>>>>

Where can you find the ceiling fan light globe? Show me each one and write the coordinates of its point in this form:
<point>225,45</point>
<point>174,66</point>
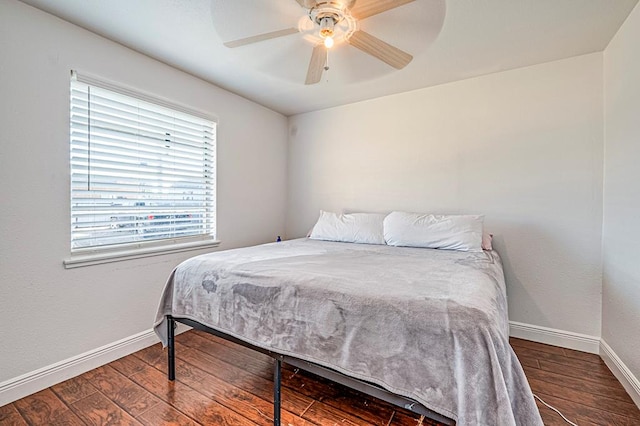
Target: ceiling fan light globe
<point>328,42</point>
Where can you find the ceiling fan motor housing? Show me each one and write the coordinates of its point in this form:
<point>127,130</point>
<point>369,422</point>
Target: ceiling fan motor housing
<point>327,14</point>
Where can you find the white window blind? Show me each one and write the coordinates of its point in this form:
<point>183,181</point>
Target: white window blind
<point>139,171</point>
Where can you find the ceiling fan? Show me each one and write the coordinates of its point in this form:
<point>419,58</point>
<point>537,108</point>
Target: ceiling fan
<point>336,21</point>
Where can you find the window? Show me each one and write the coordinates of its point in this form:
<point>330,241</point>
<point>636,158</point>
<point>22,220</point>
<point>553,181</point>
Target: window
<point>141,170</point>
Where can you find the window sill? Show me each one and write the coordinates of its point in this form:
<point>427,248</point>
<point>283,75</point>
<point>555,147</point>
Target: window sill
<point>100,257</point>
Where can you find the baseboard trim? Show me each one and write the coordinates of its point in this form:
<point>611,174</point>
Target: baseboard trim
<point>630,382</point>
<point>35,381</point>
<point>555,337</point>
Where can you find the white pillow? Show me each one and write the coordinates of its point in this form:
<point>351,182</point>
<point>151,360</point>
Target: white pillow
<point>453,232</point>
<point>365,228</point>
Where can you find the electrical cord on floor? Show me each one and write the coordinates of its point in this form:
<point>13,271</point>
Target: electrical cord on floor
<point>554,409</point>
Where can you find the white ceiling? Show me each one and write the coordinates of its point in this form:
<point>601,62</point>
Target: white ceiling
<point>449,39</point>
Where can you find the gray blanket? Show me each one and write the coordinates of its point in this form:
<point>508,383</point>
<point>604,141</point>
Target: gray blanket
<point>427,324</point>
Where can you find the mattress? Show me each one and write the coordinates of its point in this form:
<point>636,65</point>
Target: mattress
<point>430,325</point>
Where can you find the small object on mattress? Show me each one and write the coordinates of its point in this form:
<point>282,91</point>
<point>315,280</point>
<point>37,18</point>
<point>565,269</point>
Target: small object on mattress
<point>430,325</point>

<<<<

▶ [Job]: Please rewrite the data from the line with "Where can you find the baseboard" up to and including the line with "<point>555,337</point>", putting "molding" in place of "trim" and changing nothing else.

▶ [Result below]:
Where can you find the baseboard molding? Show me each one and write the coordinates of its point in this form:
<point>611,174</point>
Target: baseboard molding
<point>630,382</point>
<point>35,381</point>
<point>555,337</point>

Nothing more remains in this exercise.